▸ **JOB**: Render each line of the rows below as a Markdown table with the columns "Line No." and "Content", skipping blank lines. Leave the pictures out of your answer.
-- START GIVEN ENTRIES --
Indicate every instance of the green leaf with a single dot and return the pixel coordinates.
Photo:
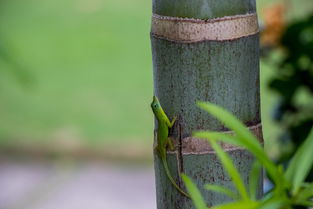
(300, 164)
(221, 189)
(239, 205)
(244, 138)
(257, 151)
(273, 203)
(305, 193)
(194, 192)
(254, 179)
(230, 121)
(231, 169)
-- END GIVEN ENTRIES --
▸ **TASK RESULT**:
| Line No. | Content |
|---|---|
| 1 | Indicate every instance of the green leaf with a single dot and return the pixel coordinates. |
| 2 | Photo: |
| 3 | (300, 164) |
| 4 | (221, 189) |
| 5 | (239, 205) |
| 6 | (244, 138) |
| 7 | (257, 151) |
| 8 | (273, 203) |
| 9 | (305, 193) |
| 10 | (194, 192) |
| 11 | (254, 179) |
| 12 | (230, 121) |
| 13 | (231, 169) |